Vorliegender Text –
····················

Gleich mehrfach erinnerten die Festredner an die dramatischen Ereignisse der Nacht des 14. auf den 15. Juli 2021 im Schleidener Tal – auch in der Unterkunft des THW, in der den ganzen Tag Sandsäcke befüllt wurden, um auch nach Stolberg, Hellenthal und Kall gebracht zu werden.
Erinnerungen an dramatische Flutnacht
Als am Abend Oberhausen evakuiert werden musste, drang das Wasser schließlich auch in die Unterkunft des THW ein. Die immer noch aktiven Helfer konnten sich nur noch auf die Mauer am Ende des Grundstücks und den nahen Berg flüchten. Doch plötzlich hörten sie in der Dunkelheit die Hilferufe einer Frau, die nach ihrem Sohn suchte.
Mit dem Radlader fuhren die THW-Helfer los, um die Frau aus den Wassermassen zu retten. Nach mehreren Stunden der Unsicherheit wurde der Junge schließlich wohlbehalten bei Nachbarn gefunden, die ihn in Sicherheit gebracht hatten. „Lebt Mama noch?“, sei die erste Frage des Jungen gewesen, als er von den THW-Helfern in Empfang genommen worden war, berichtete Volker Strotmann, Abteilungsleiter Einsatz des THW.
Gerreteter Junge ist jetzt in der THW-Jugend
Geschichten wie die dieser glücklichen Zusammenführung seien es, die Mut machten und zeigten, dass es noch Hoffnung zwischen all der Verwüstung gab. Strotmann lieferte auch gleich die eigentliche Pointe nach: Dieser Junge sei mittlerweile Mitglied der THW-Jugend im Schleidener Ortsverband.
„Ich erzähle jeden Abend die Geschichten, die ich im Februar hier bei Ihnen erfahren habe“, sagte Reul. 6000 Einsatzstunden seien alleine beim Schleidener THW geleistet worden, 43000 Sandsäcke befüllt, 30 Menschen das Leben gerettet worden. „Das sind Einsätze und Eindrücke, die man nicht vergisst“, so der Minister.
Katastrophenschutz nicht ernst genommen
Der Katastrophenschutz sei bis zu diesem Tag von allen nicht ernst genommen worden, führte er selbstkritisch aus. Und: „Ich befürchte, so etwas wird uns noch das ein und andere Mal überraschen.“ Es sei nun eine Liste aufgestellt worden, die abgearbeitet werde. In der Politik müsse mehr für den Katastrophenschutz getan werden.

····················

Bereitgestellte Zeilen –
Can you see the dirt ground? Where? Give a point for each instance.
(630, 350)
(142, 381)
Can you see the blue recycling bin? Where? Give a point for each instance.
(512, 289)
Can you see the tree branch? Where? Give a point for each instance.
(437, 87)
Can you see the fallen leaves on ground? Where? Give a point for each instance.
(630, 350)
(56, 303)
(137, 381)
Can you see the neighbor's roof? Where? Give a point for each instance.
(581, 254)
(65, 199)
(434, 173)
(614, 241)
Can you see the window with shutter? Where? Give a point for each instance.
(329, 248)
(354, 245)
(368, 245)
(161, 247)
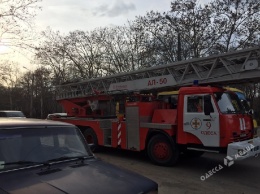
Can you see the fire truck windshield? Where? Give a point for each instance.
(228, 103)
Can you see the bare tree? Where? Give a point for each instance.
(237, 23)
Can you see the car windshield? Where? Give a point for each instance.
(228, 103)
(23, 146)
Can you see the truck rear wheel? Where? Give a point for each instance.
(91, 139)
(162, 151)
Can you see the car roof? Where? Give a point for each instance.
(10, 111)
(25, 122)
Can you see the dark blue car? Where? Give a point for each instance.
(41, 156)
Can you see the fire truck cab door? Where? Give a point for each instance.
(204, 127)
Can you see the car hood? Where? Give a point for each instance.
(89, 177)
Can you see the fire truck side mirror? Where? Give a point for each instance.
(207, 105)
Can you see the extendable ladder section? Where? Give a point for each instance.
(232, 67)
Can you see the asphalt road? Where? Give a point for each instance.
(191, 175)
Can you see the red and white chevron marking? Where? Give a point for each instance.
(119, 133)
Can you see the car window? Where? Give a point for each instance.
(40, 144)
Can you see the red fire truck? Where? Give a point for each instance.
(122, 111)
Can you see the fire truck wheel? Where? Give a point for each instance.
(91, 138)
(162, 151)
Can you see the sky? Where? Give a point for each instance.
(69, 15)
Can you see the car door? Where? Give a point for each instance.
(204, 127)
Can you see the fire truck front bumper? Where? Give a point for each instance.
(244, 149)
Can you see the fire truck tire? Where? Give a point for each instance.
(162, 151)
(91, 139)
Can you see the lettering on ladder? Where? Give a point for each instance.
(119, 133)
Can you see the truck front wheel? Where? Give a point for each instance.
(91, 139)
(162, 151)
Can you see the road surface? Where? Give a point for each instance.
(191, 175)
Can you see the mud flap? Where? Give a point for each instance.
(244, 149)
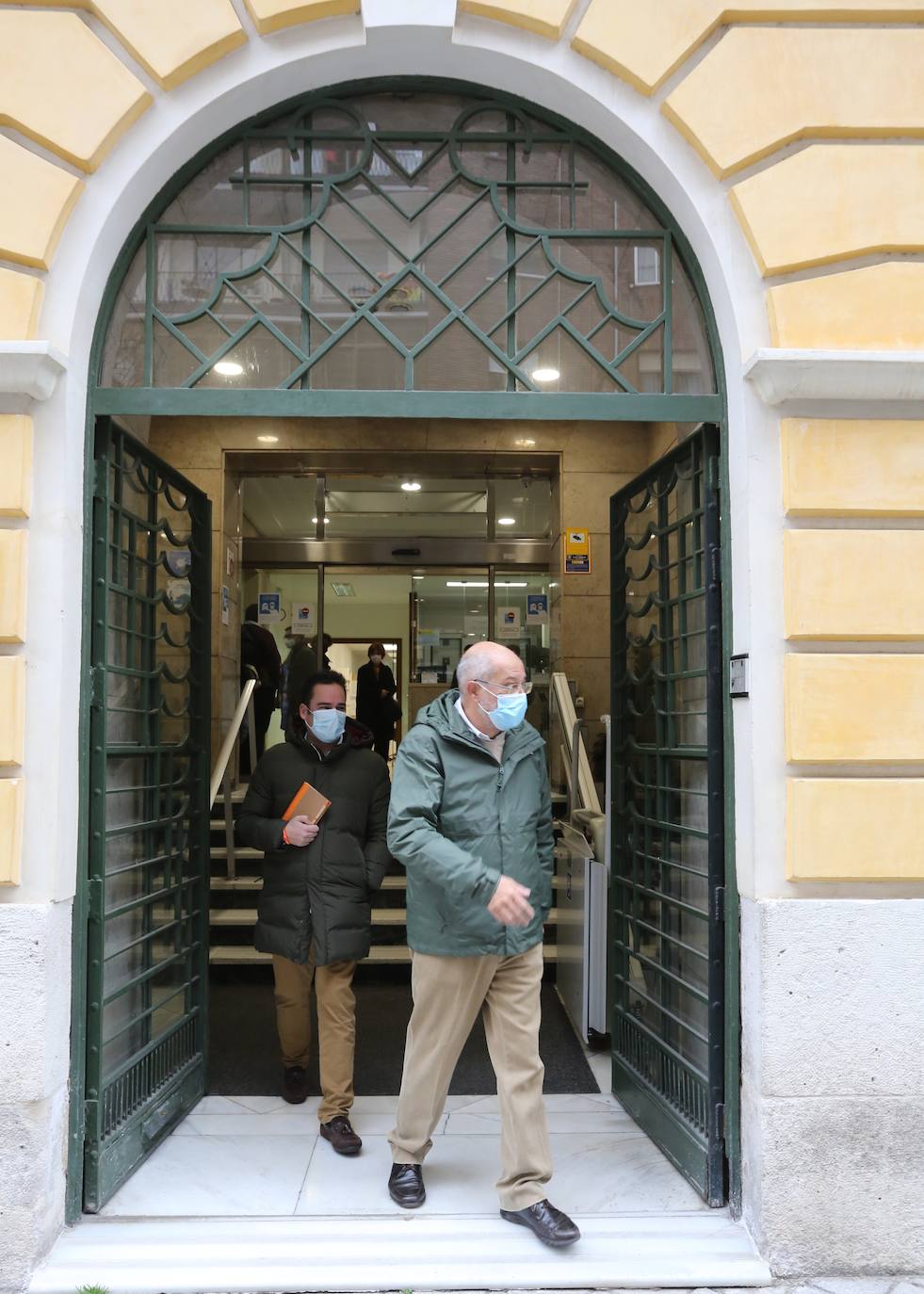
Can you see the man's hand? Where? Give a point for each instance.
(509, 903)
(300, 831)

····················

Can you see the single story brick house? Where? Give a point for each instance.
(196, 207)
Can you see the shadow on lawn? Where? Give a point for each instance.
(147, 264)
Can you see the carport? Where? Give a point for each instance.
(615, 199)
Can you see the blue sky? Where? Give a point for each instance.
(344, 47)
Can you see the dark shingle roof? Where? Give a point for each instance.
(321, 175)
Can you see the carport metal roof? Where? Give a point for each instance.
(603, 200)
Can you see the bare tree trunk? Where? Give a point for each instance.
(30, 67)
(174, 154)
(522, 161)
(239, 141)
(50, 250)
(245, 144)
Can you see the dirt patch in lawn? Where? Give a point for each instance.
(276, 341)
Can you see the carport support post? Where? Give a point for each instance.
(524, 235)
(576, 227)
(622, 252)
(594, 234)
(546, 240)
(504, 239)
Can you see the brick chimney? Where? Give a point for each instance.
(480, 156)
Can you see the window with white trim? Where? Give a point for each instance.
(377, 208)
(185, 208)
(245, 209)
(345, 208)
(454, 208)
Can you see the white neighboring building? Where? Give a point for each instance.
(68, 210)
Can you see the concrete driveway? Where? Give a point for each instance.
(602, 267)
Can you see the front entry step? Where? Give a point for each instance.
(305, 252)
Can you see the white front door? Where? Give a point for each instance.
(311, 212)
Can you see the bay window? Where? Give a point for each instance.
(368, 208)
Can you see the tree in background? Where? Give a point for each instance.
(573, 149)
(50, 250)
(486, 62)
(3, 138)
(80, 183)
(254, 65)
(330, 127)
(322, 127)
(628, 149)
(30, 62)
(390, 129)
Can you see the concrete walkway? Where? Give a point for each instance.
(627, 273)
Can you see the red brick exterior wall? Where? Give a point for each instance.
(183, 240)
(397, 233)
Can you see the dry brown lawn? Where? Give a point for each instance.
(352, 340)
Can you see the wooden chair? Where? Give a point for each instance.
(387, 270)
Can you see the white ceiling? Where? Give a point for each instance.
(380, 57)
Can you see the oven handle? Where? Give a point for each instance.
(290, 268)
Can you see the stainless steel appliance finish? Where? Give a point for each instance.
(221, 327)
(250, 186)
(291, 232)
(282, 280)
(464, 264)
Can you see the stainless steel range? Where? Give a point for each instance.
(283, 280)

····················

Führe alle Zahlenangaben auf, die Reul im Text über die Flutnacht zum Einsatz des Schleidener THW nennt.

- 6000 geleistete Einsatzstunden
- 43000 befüllte Sandsäcke
- 30 Menschen, denen das Leben gerettet wurde